• GIVEN TEXT
Monika Petrosyan, Staff Writer/ Film

After a recent news report by NBC, the GUSD has taken note of the potential hazards that artificial turf may present.

According to NBC, University of Washington soccer coach Amy Griffin has gathered a list of about 40 soccer players who have been diagnosed with cancer. Although there is no scientific proof of the disease being directly linked with the artificial turf, the facts are too specific to be a coincidence, according to the NBC report.

One form of artificial turf is made from pellets of shredded car and truck tire. As reported by NBC, crumb rubber turf is used in most of the 11,000 synthetic turf sports fields in the U.S. The Synthetic Turf Council, the group that represents artificial crumb rubber manufacturers, says that the evidence gathered thus far by scientist concludes that the rubber fields are in fact safe and that no cancerous substances contaminate it.

• DATA LISTING
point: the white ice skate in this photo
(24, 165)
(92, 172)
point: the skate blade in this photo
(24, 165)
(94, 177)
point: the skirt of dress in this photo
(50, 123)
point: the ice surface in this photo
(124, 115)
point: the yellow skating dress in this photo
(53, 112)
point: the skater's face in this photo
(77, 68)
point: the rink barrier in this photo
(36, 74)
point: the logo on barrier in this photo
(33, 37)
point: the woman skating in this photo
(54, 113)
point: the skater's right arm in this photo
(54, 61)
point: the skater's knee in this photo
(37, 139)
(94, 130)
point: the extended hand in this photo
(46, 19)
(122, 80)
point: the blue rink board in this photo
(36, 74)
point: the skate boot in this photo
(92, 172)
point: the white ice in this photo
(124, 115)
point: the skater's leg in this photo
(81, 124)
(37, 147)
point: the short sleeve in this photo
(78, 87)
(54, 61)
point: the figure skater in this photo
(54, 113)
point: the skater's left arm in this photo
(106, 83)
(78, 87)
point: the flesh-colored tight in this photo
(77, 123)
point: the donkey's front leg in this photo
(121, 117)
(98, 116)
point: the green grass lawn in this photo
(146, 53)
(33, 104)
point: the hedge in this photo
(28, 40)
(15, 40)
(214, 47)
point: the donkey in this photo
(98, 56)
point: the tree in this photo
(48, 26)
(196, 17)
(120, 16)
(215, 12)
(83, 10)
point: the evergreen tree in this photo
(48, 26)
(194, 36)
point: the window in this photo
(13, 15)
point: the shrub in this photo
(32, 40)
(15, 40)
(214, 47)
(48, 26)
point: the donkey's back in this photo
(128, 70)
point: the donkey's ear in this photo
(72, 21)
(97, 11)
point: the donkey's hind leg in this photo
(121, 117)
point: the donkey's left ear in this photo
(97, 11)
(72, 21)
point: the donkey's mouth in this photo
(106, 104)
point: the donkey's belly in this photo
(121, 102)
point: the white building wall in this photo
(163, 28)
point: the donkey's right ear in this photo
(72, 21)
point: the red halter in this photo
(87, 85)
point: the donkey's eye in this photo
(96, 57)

• SET OF TASKS
1. Summarize the article on artificial turf in two sentences.
2. According to the artificial turf article, what is one form of artificial turf made from?
The material has no connection to the article on artificial turf.

• SOLUTIONS TO THE EXERCISE
1. The GUSD has noted the possible hazards of artificial turf after an NBC report that University of Washington soccer coach Amy Griffin listed about 40 soccer players diagnosed with cancer, although no scientific proof directly links the disease to the turf. Crumb rubber turf, made from pellets of shredded car and truck tire, is used in most of the 11,000 synthetic turf sports fields in the U.S., and the Synthetic Turf Council says the evidence gathered so far shows the fields are safe.

2. Pellets of shredded car and truck tire.